— Start of DOCUMENT TEXT —

Skip to content

xp_process⚓︎

Tools (notably xpSpace) for processing and presenting experiment data.

SparseSpace ⚓︎

Bases: dict

Subclass of dict that enforces key conformity to a given namedtuple.

Like a normal dict, it can hold any type of objects. But, since the keys must conform, they effectively follow a coordinate system, so that the dict becomes a vector space.

Examples:

>>> dct = xpSpace(["x", "y", "z"])
>>> dct[(1, 2, 3)] = "pointA"

The coordinate system is specified by the dims: a list of keys defining the namedtuple of self.Coord. The above dict only has three dims, so this fails:

>>> dct[(1, 2, 3, 4)] = "pointB"
Traceback (most recent call last):
...
TypeError: The key (1, 2, 3, 4) did not fit the coord.  system
which has dims ('x', 'y', 'z')

Coordinates can contain any value, including None:

>>> dct[(1, 2, None)] = "pointB"

In intended usage, this space is highly sparse, meaning there are many coordinates with no entry. Indeed, as a data format for nd-arrays, it may be called "coordinate list representation", used e.g. by scipy.sparse.coo_matrix.

Thus, operations across (potentially multiple) dims, such as optimization or averaging, should be carried out by iterating -- not over the dims -- but over the the list of items.

The most important method is nest, which is used (by xpSpace.table_tree) to print and plot results. This is essentially a "groupby" operation, and indeed the case could be made that this class should be replaced by pandas.DataFrame, or better yet: https://github.com/pydata/xarray.

— End of DOCUMENT TEXT —
— Start of EXTRACTED ENTRIES —

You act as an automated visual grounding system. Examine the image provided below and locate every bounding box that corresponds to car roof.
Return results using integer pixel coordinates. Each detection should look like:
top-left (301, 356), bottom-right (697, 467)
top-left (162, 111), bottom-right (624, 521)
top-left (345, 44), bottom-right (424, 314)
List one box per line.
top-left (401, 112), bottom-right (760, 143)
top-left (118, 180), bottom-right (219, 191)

— End of EXTRACTED ENTRIES —

# EXERCISE DETAILS
Please state which method the xp_process documentation calls the most important one, and what uses it to print and plot results.

# THE OUTPUT
The most important method is nest, which xpSpace.table_tree uses to print and plot results.